- READING PASSAGE:
┄┄┄┄┄┄┄┄┄┄
The real Brexit question: What does it mean for America?
Consumed by the bizarre quality of our own politics, Americans understandably enjoy reading — and being distracted by — our British cousins’ ability to behave even more oddly. Speaker John Bercow’s bellowing the Westminster Parliament to order as it struggles with Brexit is profoundly entertaining, and the United Kingdom’s inability to govern itself makes us feel better about our own political condition.
With the colorful Boris Johnson’s emergence as the lead actor in what may be the final scene in this play, his antics captivate us even more. As Johnson pursues his international game of chicken with the EU, his own country’s cohesion, and the UK constitution, the daily drama becomes ever more intense.
Nonetheless, our vicarious schadenfreude over UK politics, our boning up on the cast of characters that comprise the UK political scene, and our study of the “backstop,” and the fact that it’s needed to maintain peace on the island of Ireland, has obscured our real interest.
┄┄┄┄┄┄┄┄┄┄
Entries from a dataset
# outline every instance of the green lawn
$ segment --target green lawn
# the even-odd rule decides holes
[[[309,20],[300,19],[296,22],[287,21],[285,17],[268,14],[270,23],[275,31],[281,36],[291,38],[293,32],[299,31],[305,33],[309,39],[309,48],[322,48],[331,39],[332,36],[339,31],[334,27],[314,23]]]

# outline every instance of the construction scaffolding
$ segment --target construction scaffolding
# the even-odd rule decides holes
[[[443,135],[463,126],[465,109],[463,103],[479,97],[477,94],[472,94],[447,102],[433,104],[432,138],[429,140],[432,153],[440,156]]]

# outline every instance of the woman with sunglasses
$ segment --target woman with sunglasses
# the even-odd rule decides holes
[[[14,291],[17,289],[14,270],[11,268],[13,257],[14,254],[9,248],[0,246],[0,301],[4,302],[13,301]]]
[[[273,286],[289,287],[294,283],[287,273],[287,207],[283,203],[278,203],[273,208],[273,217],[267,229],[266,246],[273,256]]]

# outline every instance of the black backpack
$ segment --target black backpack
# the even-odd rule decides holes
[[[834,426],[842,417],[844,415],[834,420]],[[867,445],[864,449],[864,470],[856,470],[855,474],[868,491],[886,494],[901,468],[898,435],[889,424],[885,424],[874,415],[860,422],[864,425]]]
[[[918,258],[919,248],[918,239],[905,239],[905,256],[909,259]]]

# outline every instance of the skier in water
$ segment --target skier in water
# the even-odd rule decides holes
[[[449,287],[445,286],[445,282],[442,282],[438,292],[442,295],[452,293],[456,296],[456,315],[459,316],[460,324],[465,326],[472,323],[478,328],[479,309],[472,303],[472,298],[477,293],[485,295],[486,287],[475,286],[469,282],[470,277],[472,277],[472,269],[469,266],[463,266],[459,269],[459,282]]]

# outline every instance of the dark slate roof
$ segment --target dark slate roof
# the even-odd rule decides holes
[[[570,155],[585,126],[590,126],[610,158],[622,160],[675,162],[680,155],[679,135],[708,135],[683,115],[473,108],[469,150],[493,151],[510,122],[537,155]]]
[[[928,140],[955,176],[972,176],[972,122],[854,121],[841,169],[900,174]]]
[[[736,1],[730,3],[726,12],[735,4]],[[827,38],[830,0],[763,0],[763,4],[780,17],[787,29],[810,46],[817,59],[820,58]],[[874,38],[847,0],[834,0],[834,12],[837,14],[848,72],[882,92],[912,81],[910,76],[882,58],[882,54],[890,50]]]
┄┄┄┄┄┄┄┄┄┄
- ACTIONS TO TAKE:
A – According to the Brexit article, who bellows the Westminster Parliament to order?
B – Pick up the Brexit article after its last sentence and keep writing it.

- OUTPUTS FOR THE TASKS:
A – Speaker John Bercow.

B –
For us, how the UK works — or doesn’t work — is colossally entertaining, but what’s important for us is not ‘What does Brexit mean for the United Kingdom of Great Britain and Northern Ireland and the 27 members of the European Union?’ What’s important for us is ‘What does it mean for the United States?’ And, fascinated and distracted by British political theatre, we haven’t reflected very much on that.
While Brexit certainly doesn’t pose the risks to Americans that it does to Britons and Europeans, it does pose risks and leaves us worse off. How?
The United States needs friends.
We are the world’s dominant power, but we wield our power, by and large, through our persuasion and attraction as a leader — not by fiat or force. In that soft power competition, the UK has proven a force multiplier for us, especially within the councils of the EU. And while we much prefer diplomacy, every three-to-five years, on average, the U.S. finds itself engaged in a military conflict. Since the end of the Cold War, whenever the U.S. needed help in armed conflict or its aftermath, the UK was at the top of our list of willing and capable friends. To round out the top ten of countries to whom we could turn, at least half would be other European Union members.
When that next event comes around, the UK and the EU, at best, will be internally distracted. At worst, they will be, and need to be, so totally focused on their own challenges — political and economic — they can’t possibly help us, certainly not in the ways we have come to expect.
Canada, Japan, Australia, the ROK and a few others can still pitch in, but they can’t possibly fill the void.
What will continue?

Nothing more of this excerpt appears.